## start INFORMATION GIVEN

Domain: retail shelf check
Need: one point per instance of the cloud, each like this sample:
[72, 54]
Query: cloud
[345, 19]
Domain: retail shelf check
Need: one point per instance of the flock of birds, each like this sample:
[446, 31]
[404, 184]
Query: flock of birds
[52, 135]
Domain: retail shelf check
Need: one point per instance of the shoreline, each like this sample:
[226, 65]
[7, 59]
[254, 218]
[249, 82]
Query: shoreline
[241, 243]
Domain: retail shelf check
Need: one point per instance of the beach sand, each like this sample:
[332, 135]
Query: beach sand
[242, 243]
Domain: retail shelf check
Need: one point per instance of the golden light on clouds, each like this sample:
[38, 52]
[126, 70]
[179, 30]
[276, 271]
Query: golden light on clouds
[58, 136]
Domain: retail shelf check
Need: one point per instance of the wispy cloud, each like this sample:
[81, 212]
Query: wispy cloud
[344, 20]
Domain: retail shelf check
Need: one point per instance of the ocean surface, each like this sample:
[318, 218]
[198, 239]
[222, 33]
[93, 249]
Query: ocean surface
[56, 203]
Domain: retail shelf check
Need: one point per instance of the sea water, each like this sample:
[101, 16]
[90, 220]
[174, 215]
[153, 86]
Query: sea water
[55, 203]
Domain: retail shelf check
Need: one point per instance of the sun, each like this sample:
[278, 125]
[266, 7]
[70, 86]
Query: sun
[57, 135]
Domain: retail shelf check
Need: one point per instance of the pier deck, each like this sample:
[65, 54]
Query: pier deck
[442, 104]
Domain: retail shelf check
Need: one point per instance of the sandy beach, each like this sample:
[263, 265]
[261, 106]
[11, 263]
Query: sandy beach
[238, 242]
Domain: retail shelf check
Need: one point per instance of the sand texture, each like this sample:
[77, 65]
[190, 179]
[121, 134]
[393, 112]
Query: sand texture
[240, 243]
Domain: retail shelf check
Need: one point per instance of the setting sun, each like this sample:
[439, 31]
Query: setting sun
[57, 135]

## end INFORMATION GIVEN

### [SET PROBLEM]
Take the lines above and retype all of them exactly.

### [TASK RESPONSE]
Domain: retail shelf check
Need: one point per instance of the cloud, each like this sample:
[72, 54]
Query: cloud
[345, 19]
Domain: retail shelf check
Need: one point per instance of the flock of birds, each like this sample:
[446, 31]
[404, 184]
Query: flock of birds
[52, 135]
Domain: retail shelf check
Need: one point per instance of the shoreline, each like this sample:
[226, 65]
[7, 59]
[254, 218]
[249, 82]
Query: shoreline
[241, 243]
Domain: retail shelf check
Need: one point per instance of the beach sand, each like this sample:
[332, 135]
Query: beach sand
[242, 243]
Domain: retail shelf check
Need: one point per instance of the golden light on clouds, each like this sample:
[38, 52]
[126, 70]
[179, 30]
[276, 271]
Query: golden light on clouds
[58, 136]
Domain: retail shelf check
Need: one point per instance of the wispy cloud, each like this sample:
[81, 212]
Query: wispy cloud
[344, 20]
Domain: retail shelf check
Need: one point per instance of the ocean surface, each like this sample:
[318, 218]
[198, 239]
[222, 33]
[93, 249]
Query: ocean surface
[56, 203]
Domain: retail shelf check
Need: one point per instance of the sea water, each like this sample:
[101, 16]
[90, 220]
[174, 215]
[153, 86]
Query: sea water
[55, 203]
Domain: retail shelf check
Need: one point per instance of the sun, each like this sample:
[278, 125]
[266, 7]
[70, 86]
Query: sun
[57, 135]
Domain: retail shelf check
Need: one point per instance of the pier deck, each like this sample:
[65, 54]
Query: pier deck
[442, 104]
Domain: retail shelf check
Need: one point per instance of the sandy beach, each like this sample:
[263, 265]
[261, 106]
[11, 263]
Query: sandy beach
[238, 242]
Domain: retail shelf check
Need: one point per instance of the sand texture, each like this sample:
[77, 65]
[190, 179]
[121, 134]
[393, 112]
Query: sand texture
[240, 243]
Domain: retail shelf check
Need: one point per instance of the setting sun, each like this sample:
[439, 31]
Query: setting sun
[57, 135]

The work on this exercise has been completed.